═══ Selected extract
Re: refactor query command

Posted by Dan Smith <ds...@pivotal.io>.

(1) and (2) seem like good options to me.

One thing I think we should think about is not doing things like pagination
or writing the output to a file specifically for one command. It seems like
maybe these should be generic features of the shell that work with any
command. For example maybe I would also want to dump the output of a lucene
query to a file.

-Dan

On Wed, Jul 12, 2017 at 10:46 AM, Michael Stolz <ms...@pivotal.io> wrote:

> I'm fine with imposing limits on queries from within our own tooling, but
> we cannot impose arbitrary limits on queries that are performed by
> application code.
══════
═══ Extracted records
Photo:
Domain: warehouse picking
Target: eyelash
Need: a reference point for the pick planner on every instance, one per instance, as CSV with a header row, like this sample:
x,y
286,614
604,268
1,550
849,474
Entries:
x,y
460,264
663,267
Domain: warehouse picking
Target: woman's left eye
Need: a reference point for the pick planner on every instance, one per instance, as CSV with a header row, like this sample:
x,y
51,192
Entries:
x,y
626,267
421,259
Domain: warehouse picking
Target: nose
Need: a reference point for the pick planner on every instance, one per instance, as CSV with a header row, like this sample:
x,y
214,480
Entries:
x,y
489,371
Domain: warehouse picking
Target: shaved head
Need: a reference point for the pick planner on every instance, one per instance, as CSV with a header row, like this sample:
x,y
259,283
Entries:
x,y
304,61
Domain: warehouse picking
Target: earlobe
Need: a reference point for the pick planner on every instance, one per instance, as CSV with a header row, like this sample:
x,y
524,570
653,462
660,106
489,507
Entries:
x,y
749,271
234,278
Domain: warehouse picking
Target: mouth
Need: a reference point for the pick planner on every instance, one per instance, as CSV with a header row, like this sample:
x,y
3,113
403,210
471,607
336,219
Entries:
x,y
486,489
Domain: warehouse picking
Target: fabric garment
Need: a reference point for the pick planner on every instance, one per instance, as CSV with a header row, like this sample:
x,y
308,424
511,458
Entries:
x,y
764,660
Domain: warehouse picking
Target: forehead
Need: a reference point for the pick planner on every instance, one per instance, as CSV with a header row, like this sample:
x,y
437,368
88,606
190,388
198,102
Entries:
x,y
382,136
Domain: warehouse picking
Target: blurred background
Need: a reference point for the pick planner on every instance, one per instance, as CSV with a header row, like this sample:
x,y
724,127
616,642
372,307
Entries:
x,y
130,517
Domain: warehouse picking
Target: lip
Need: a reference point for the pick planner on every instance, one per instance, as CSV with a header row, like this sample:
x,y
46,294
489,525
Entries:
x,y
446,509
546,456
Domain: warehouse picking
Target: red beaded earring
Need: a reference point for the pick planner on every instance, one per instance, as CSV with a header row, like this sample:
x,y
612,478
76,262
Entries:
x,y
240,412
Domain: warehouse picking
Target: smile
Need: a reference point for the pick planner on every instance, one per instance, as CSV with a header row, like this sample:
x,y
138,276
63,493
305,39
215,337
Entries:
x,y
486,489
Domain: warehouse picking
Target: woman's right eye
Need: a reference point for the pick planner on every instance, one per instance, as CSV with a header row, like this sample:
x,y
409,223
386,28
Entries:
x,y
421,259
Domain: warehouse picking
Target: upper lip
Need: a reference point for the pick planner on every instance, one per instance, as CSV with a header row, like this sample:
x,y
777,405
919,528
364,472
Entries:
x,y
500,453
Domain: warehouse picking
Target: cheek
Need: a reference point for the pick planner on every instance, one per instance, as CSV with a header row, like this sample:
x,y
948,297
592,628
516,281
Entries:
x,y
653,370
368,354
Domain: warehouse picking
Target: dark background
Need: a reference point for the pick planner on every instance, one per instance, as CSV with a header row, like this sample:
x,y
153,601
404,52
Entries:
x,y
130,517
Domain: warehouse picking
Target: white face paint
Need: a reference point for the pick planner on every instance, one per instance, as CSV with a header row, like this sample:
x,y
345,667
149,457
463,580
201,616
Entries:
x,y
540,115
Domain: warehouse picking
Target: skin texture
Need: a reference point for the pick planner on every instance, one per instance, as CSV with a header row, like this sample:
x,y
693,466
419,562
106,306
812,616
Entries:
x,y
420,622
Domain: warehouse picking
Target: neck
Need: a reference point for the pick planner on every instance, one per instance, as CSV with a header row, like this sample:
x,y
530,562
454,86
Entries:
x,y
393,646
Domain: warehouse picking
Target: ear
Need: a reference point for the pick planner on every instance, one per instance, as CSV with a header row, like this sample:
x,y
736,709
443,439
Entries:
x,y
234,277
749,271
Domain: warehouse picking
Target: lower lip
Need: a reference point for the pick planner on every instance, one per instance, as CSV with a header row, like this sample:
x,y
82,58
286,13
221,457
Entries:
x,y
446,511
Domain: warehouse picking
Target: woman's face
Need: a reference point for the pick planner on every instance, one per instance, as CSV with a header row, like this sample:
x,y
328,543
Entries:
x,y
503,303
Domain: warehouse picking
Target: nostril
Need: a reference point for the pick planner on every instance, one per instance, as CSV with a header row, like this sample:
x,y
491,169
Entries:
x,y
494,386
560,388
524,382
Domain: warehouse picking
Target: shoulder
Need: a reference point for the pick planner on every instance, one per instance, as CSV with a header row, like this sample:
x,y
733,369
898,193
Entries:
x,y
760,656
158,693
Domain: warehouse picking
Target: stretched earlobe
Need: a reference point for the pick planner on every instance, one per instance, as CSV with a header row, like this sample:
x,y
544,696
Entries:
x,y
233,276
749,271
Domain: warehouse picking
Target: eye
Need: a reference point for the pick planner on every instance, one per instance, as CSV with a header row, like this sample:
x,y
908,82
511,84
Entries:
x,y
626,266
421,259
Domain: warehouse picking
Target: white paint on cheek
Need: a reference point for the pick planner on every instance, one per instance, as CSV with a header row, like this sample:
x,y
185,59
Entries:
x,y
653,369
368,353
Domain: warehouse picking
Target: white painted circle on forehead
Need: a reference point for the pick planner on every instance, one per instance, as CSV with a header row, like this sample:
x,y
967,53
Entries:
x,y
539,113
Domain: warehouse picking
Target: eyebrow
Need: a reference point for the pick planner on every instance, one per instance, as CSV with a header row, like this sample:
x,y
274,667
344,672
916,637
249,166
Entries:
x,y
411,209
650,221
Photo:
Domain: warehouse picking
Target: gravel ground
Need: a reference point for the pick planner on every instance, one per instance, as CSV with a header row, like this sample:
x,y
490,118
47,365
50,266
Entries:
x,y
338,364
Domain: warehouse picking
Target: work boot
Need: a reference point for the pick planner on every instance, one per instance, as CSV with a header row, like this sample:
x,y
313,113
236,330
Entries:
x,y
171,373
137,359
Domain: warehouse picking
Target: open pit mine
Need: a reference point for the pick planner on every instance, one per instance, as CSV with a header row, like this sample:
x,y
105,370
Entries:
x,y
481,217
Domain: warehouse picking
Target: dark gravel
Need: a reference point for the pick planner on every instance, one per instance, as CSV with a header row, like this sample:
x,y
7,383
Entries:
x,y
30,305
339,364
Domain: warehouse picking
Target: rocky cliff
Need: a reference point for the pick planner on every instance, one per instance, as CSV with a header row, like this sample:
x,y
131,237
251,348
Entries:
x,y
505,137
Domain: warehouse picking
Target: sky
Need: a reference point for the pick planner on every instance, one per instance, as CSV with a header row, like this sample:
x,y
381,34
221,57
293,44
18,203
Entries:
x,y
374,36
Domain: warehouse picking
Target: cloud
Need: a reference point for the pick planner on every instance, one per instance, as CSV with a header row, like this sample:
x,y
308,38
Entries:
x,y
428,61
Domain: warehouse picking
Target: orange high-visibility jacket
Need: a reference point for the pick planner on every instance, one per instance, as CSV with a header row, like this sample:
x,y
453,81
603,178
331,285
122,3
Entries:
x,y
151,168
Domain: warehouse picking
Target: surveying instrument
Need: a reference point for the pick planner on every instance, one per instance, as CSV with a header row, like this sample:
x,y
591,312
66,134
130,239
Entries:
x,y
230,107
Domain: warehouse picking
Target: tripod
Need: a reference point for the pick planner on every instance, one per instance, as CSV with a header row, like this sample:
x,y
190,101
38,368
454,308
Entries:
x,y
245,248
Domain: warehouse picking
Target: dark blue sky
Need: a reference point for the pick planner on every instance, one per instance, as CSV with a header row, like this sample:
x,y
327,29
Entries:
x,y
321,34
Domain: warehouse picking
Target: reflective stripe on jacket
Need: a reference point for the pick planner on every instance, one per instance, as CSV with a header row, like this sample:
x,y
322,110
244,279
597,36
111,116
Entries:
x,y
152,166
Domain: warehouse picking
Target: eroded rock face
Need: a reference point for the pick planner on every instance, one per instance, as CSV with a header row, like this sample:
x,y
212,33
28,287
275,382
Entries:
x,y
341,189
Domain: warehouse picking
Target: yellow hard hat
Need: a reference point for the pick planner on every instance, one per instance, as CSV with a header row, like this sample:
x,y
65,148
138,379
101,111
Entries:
══════
▶ **Directives**:
1/ Quote every line in the forum reply that starts with the ">" quote mark, leaving out the mark itself.
2/ In the forum reply, what date is given for Michael Stolz's quoted message?
The items come from a separate source and are unrelated to the forum reply.

▶ **Answers per task**:
1/
I'm fine with imposing limits on queries from within our own tooling, but
we cannot impose arbitrary limits on queries that are performed by
application code.

2/ Wednesday, July 12, 2017